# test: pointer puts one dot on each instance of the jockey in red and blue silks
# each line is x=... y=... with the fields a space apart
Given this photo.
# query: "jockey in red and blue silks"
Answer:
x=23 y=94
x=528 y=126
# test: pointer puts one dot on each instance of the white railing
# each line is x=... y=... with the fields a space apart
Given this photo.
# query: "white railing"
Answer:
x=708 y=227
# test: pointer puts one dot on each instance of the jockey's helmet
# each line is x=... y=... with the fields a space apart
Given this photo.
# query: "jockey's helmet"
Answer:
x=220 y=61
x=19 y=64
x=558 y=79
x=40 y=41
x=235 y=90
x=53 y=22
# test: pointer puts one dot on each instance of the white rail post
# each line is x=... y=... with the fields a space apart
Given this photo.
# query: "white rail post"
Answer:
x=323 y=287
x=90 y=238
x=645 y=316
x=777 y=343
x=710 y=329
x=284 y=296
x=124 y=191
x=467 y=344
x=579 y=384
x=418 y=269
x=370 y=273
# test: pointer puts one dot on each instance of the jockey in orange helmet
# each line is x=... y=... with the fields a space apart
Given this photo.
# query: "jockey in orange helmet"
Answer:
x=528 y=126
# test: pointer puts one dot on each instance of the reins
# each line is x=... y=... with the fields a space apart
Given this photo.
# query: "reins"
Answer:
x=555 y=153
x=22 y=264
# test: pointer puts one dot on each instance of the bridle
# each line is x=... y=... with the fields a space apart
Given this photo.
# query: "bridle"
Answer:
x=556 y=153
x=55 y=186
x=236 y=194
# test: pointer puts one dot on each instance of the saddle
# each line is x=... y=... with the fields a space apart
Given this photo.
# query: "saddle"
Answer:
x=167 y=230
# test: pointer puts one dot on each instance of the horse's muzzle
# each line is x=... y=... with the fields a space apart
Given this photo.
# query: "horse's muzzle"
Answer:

===

■ **TASK**:
Give the data back in full, matching it character for character.

■ **ANSWER SECTION**:
# test: pointer puts one dot on each instance of the jockey in red and blue silks
# each line is x=... y=... with the fields a space apart
Given this photo.
# query: "jockey in red and blue silks"
Answer:
x=23 y=94
x=528 y=126
# test: pointer puts one dot on each instance of the white railing
# each line is x=... y=... with the fields a space apart
Given this photo.
# query: "white railing"
Answer:
x=708 y=227
# test: pointer puts one dot on each instance of the jockey's helmet
# each line is x=... y=... with the fields a space apart
Given this photo.
# query: "jockey's helmet"
Answer:
x=220 y=61
x=19 y=64
x=558 y=79
x=40 y=41
x=235 y=90
x=53 y=22
# test: pointer puts one dot on each instance of the white rail post
# each line is x=... y=... with the fields a space apart
Given this photo.
# query: "white rail post"
Answer:
x=323 y=287
x=90 y=238
x=645 y=316
x=777 y=343
x=710 y=329
x=284 y=296
x=124 y=191
x=467 y=344
x=579 y=384
x=418 y=269
x=370 y=273
# test: pointer puts one dot on each instance of the jockey in orange helmet
# each line is x=... y=... with the fields a space apart
Given this photo.
# query: "jockey in orange helmet"
Answer:
x=528 y=126
# test: pointer puts one dot on each instance of the reins
# each line is x=... y=... with the fields a space apart
Given this photo.
# query: "reins"
Answer:
x=555 y=153
x=22 y=264
# test: pointer puts one dot on each instance of the bridle
# each line is x=... y=... with the fields a space apart
Given this photo.
# query: "bridle"
Answer:
x=556 y=153
x=55 y=186
x=236 y=194
# test: pointer puts one dot on each instance of the saddle
# each line is x=... y=... with the fields a space apart
Given this photo.
# query: "saddle"
Answer:
x=167 y=230
# test: pointer puts one dot on each instance of the horse's muzzle
# each line is x=... y=... with the fields a space apart
Given this photo.
# query: "horse's muzzle"
Answer:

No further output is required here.